Repeat verbatim the data below, beginning at the line that contains "the roof overhang" and stopping after the line that contains "[17,18,474,114]".

• _ROWS_:
************

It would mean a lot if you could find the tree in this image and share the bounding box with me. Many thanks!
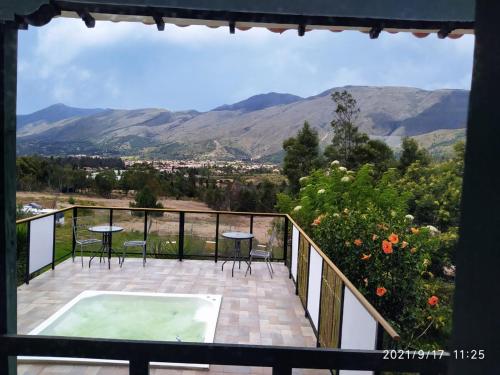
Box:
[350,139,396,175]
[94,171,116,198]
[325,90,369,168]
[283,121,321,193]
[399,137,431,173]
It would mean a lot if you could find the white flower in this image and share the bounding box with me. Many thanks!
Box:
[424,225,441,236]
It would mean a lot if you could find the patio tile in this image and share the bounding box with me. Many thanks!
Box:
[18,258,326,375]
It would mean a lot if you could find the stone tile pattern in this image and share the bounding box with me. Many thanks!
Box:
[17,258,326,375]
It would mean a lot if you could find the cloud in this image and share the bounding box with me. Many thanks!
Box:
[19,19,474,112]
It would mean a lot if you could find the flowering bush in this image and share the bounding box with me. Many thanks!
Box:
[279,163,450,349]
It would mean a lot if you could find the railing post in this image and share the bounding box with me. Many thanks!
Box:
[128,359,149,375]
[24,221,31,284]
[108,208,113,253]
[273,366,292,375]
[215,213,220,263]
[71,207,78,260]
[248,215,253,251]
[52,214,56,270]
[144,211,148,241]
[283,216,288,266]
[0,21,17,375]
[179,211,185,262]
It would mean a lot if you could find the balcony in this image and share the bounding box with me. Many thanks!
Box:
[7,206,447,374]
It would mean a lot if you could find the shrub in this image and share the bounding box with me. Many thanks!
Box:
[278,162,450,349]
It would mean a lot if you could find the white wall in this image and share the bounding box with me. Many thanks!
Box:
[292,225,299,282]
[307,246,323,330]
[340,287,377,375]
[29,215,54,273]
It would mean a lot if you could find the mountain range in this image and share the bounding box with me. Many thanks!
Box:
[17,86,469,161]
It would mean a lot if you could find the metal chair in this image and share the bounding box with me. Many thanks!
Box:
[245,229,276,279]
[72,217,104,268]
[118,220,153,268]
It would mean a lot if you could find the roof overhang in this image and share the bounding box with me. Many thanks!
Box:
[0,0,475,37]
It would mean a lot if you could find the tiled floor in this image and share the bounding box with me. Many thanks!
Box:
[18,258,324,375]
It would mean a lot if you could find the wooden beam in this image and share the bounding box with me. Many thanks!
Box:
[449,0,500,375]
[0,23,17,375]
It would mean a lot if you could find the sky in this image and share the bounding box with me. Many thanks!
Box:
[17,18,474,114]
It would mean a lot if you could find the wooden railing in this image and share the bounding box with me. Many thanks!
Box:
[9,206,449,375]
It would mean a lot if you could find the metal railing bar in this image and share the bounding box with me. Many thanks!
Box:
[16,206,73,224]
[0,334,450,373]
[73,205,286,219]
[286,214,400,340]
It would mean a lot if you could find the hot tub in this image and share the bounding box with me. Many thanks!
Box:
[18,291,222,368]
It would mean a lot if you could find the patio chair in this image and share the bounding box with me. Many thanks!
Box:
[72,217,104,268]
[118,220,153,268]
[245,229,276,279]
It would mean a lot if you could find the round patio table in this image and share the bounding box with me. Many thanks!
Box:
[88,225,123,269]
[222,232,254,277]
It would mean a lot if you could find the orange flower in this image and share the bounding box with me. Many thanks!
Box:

************

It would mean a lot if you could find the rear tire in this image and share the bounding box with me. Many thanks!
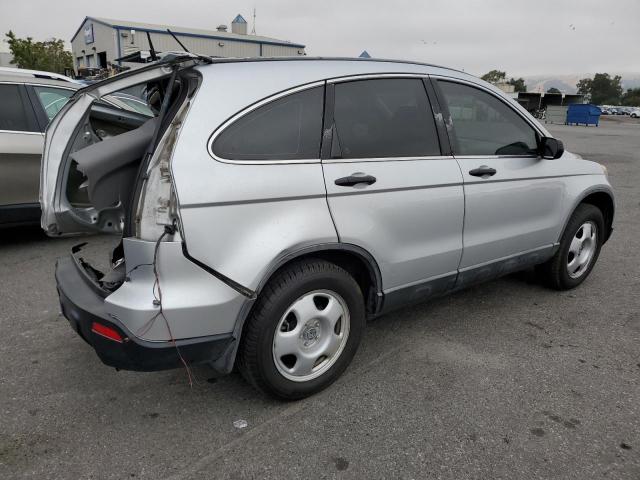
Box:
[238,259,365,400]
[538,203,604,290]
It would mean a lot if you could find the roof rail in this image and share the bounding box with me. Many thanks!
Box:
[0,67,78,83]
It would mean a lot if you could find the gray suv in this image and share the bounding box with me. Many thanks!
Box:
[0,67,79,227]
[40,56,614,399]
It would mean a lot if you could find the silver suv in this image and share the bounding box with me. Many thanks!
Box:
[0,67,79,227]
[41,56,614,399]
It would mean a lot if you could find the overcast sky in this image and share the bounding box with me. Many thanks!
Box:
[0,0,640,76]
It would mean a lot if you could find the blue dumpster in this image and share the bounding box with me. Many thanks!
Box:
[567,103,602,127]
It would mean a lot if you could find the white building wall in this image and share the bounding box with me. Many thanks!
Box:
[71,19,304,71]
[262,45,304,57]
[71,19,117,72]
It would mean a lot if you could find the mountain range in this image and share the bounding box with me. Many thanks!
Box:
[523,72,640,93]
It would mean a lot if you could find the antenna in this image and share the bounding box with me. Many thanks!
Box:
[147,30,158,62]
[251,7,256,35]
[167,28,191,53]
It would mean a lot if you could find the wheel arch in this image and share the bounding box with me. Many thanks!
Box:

************

• _CORRECT ANSWER_:
It would mean a lot if you could find the roof overhang in this image and share the bounding box with me. Many thanks!
Box:
[0,0,475,37]
It would mean a lot if you could find the tiled floor in this image and share the bounding box with me. Many thanks!
Box:
[18,258,324,375]
It would mean a lot if you could find the wooden beam in this image and share the bounding box with me. Many thanks!
Box:
[449,0,500,375]
[0,23,17,375]
It would mean a lot if you could find the sky in this image and share the bounding box with me. Many thanks!
Box:
[17,18,474,114]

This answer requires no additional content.